RECORDS SUPPLIED:
— START —

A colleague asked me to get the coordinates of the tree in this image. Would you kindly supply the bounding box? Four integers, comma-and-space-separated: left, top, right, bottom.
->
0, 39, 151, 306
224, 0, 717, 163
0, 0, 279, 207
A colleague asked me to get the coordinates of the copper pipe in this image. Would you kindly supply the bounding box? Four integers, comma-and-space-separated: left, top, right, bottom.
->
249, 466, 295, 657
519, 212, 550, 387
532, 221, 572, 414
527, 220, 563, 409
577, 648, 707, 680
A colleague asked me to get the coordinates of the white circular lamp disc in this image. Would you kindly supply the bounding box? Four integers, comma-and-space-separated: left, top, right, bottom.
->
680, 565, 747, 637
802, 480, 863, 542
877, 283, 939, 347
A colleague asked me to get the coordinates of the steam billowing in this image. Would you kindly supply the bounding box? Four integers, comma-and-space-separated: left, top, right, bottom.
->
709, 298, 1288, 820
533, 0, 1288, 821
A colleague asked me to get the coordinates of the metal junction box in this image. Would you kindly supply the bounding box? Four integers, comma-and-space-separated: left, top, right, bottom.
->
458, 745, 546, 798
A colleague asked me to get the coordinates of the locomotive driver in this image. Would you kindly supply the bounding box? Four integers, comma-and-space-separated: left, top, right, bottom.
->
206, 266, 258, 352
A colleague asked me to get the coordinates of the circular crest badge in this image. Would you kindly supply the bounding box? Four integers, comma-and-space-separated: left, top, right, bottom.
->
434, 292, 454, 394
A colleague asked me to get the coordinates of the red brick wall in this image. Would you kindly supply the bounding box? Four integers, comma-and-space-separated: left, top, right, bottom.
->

— END —
— START —

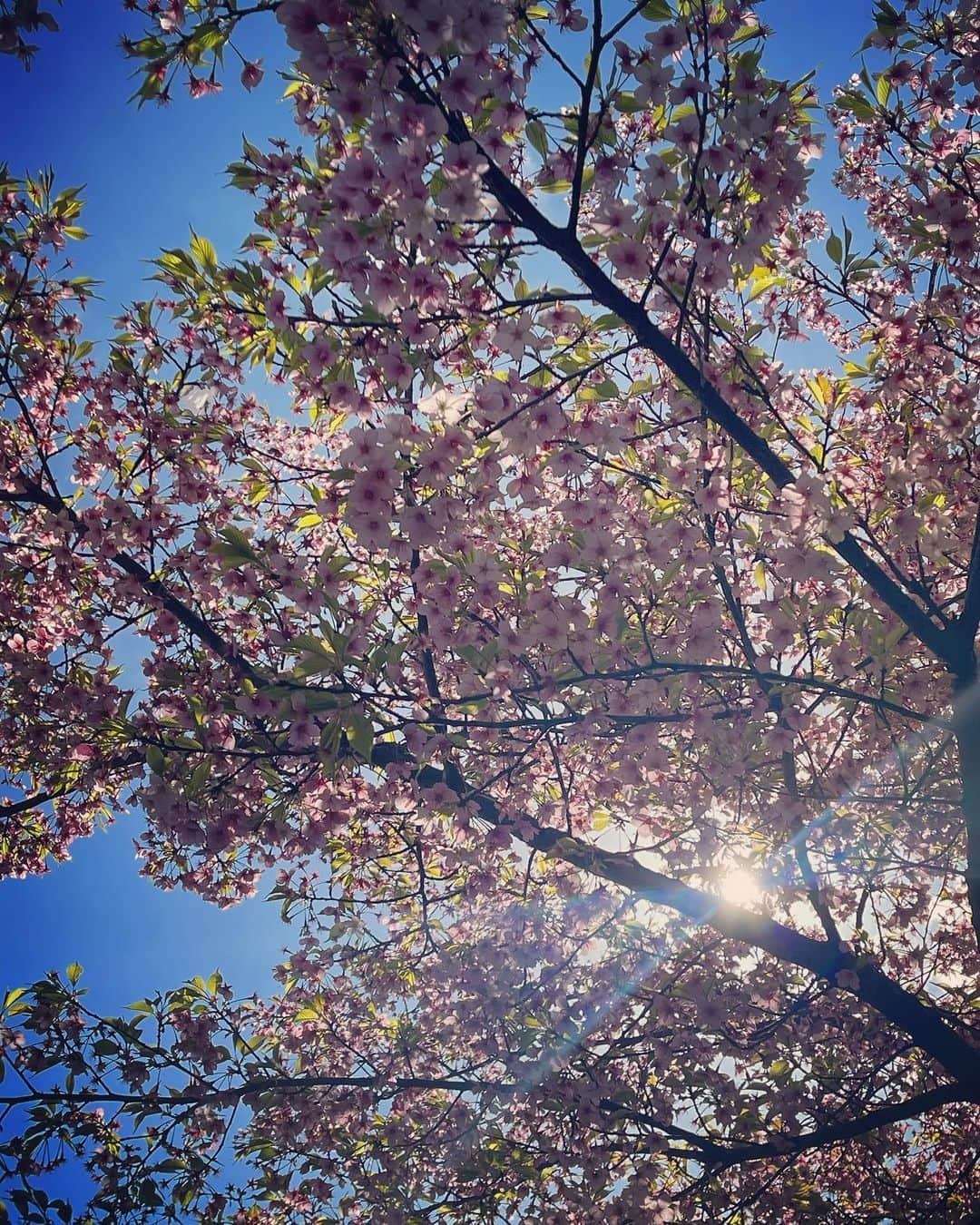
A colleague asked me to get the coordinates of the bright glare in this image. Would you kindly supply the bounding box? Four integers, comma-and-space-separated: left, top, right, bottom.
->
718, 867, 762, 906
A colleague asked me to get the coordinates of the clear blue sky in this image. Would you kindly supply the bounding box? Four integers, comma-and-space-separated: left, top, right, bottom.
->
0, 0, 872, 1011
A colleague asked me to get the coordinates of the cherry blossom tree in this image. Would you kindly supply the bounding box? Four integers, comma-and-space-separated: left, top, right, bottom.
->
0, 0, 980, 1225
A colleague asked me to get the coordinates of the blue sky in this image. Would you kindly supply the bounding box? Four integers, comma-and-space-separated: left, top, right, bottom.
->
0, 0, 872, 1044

— END —
— START —

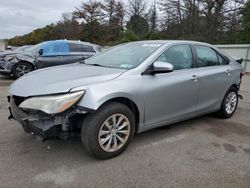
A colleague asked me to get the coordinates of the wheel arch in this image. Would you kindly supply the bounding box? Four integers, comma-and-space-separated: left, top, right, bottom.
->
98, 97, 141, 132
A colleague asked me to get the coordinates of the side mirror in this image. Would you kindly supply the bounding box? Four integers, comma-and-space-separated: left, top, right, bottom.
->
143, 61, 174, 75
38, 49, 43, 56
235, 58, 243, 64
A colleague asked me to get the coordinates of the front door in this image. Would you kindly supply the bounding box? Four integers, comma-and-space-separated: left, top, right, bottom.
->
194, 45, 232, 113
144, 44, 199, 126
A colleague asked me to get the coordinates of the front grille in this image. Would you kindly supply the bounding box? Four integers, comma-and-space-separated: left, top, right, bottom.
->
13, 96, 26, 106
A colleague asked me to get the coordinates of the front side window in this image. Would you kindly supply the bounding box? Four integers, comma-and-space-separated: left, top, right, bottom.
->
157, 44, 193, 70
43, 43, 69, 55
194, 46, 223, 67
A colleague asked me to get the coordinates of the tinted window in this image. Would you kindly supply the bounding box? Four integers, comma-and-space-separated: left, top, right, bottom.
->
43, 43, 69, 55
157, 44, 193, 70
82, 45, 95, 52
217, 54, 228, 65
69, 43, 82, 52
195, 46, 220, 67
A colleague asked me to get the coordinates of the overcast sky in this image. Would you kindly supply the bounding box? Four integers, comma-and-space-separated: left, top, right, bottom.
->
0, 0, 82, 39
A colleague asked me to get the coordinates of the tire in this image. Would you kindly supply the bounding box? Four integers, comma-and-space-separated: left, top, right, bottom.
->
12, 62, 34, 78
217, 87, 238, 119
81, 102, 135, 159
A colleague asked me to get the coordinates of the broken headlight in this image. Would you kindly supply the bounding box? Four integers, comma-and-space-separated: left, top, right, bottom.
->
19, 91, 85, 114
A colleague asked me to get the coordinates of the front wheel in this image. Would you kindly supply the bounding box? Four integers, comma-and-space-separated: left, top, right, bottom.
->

— END —

PROBLEM TO SOLVE:
Please reproduce only the entries that start at the line containing "A colleague asked me to get the coordinates of the blue" and stop after the line containing "0, 0, 872, 1044", substituting "cloudy sky" for "blue sky" and keeping everything else unchanged.

RESULT FOR THIS TASK:
A colleague asked me to get the coordinates of the cloudy sky in this image. Would you kindly supply the bounding box? Four integers, comma-and-space-separated: left, top, right, bottom.
->
0, 0, 872, 1044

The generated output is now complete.